--- Page ---
::::::::::

# Jet Mini Tailstock Specifics



## jdenham

I hope this is the right place to write this... 

I have a Jet Mini 1014i with a broken tailstock. Problem is, I can't quite figure out what part needs replacing.

Simply put: the leadscrew's C-ring pulls right through the back of the tailstock. Assuming it should not, is there another ring to buy, or has the white tailstock itself broken (as is my guess), thus I need a new tailstock? 

Leadscrew, C-ring, spindle and handle appear to be fine. However, if I turn the handle (and thus, leadscrew) the spindle stays put while the leadscrew backs out with nothing to hold it in. :/

Thanks in advance for any help you can offer! 

Jon


----------



## seamus7227

this sounds familiar, but is there any way you could take pictures of the problem(s) so we can make a more informed answer.


----------



## wyone

I cannot imagine the tailstock is broken and not easily identifyable as being broken.  Have you looked at a blown up detail of the parts in the tailstock?  I pulled this one up, not sure it is the best, but it should tell you if you are missing any parts.  Jet JML-1014I Parts List and Diagram - (708375) : eReplacementParts.com


----------



## monophoto

To clarify - when you turn the crank, the quill advances all the way through the tailstock and doesn't stop at the end of its travel?

The is a black quill locking handle on the back of the tailstock (as you are facing the lathe with the tailstock to your right).  Have you checked to make sure that lock has not become too loose?

I have seen a similar situation on my lathe (not a Jet).  The quill locking handle screws into a threaded hole in the tailstock housing, and the tip of the handle rides in a groove machined in the back of the quill.  The ends of that groove define the range of motion of the quill.  Tightening the handle presses the end of the handle against the side of the quill, locking it in place.  But if the locking handle is loosened too much, the end no longer engages that machined groove, and the quill can be removed from the tailstock.  

Another (more serious) possibility is that the end of the quill lock has sheared off and no longer engages the machined groove in the quill.  In that case, you need to purchase a new locking handle.


----------



## jdenham

*Photos of Tailstock, etc.*

Thanks for the quick replies! Photos are a good idea, so here are a few. Hopefully you see what I mean.

Initially the leadscrew's C-ring catches on the tailstock's back, forcing the leadscrew to be inserted either from the front or back. Either way, the leadscrew backs out rather than remaining fixed while pushing the spindle forward. With sufficient (not much) pressure, the C-ring pops through the back of the tailstock. (Oh, you're correct on your clarification, Louie; however, I do not have the lock too tight or lose, the spindle/quill just doesn't advance.)

Not knowing exactly how it's supposed to work, I'm not sure what to repair/replace. Sure hope this makes sense!

::::::::::

Transcribe everything in the Jet Mini tailstock thread from "I hope this" down to "a new tailstock?", word for word.

--- Extracted material ---
::::::::::

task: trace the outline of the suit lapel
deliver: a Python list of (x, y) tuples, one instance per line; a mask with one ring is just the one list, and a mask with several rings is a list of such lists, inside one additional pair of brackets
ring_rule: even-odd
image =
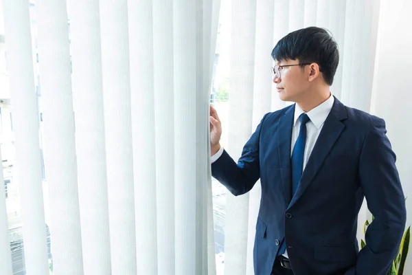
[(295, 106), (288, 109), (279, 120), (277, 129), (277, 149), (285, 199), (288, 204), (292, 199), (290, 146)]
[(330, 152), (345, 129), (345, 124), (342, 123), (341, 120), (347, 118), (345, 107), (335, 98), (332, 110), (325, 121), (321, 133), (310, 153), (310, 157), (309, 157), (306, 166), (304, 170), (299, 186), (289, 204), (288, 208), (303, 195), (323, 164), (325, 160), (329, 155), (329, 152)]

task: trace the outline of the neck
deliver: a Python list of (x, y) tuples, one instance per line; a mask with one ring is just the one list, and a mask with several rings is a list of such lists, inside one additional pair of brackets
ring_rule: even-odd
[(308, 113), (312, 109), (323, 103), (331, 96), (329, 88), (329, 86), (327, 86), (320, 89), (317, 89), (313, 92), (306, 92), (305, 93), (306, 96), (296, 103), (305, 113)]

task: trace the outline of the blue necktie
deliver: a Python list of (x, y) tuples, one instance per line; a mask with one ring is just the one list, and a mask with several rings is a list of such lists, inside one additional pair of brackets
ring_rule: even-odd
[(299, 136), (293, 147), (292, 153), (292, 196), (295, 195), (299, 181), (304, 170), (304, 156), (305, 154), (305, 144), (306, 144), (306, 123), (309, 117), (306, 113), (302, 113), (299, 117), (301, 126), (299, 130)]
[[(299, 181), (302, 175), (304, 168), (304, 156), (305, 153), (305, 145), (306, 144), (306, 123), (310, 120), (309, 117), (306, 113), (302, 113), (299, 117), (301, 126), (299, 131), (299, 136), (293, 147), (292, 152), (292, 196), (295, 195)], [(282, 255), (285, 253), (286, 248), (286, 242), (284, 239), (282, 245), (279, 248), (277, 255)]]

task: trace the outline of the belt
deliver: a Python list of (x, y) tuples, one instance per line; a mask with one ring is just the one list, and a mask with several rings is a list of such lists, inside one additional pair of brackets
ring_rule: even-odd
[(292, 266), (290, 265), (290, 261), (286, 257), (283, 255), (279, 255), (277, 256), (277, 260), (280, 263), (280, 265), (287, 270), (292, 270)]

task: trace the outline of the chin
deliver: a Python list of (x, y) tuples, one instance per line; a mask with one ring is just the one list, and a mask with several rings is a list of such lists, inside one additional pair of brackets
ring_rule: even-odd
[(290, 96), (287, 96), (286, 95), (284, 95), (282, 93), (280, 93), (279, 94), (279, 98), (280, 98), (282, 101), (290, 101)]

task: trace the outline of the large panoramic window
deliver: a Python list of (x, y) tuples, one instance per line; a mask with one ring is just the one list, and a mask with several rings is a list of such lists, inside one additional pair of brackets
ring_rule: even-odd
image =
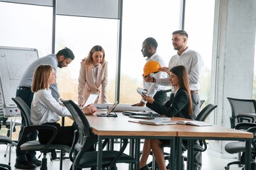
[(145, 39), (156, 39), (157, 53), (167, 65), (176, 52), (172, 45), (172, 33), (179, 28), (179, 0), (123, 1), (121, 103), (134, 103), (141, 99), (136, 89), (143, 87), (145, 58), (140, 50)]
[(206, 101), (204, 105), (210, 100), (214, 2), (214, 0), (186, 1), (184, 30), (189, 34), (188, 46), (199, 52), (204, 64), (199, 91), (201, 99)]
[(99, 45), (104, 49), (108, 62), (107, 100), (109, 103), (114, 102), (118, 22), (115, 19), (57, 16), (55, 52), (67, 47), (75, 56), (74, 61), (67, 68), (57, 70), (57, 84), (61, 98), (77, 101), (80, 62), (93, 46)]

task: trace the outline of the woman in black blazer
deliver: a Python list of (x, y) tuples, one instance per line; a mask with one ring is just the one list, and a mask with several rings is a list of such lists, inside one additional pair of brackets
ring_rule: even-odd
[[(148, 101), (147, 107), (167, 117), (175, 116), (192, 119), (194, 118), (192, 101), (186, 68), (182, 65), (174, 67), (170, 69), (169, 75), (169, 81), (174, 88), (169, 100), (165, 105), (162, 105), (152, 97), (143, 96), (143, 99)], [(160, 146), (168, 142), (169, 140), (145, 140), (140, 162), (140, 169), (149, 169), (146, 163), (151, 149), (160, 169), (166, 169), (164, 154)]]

::::::::::

--- In response ---
I hope this is the right place to write this... 

I have a Jet Mini 1014i with a broken tailstock. Problem is, I can't quite figure out what part needs replacing.

Simply put: the leadscrew's C-ring pulls right through the back of the tailstock. Assuming it should not, is there another ring to buy, or has the white tailstock itself broken (as is my guess), thus I need a new tailstock?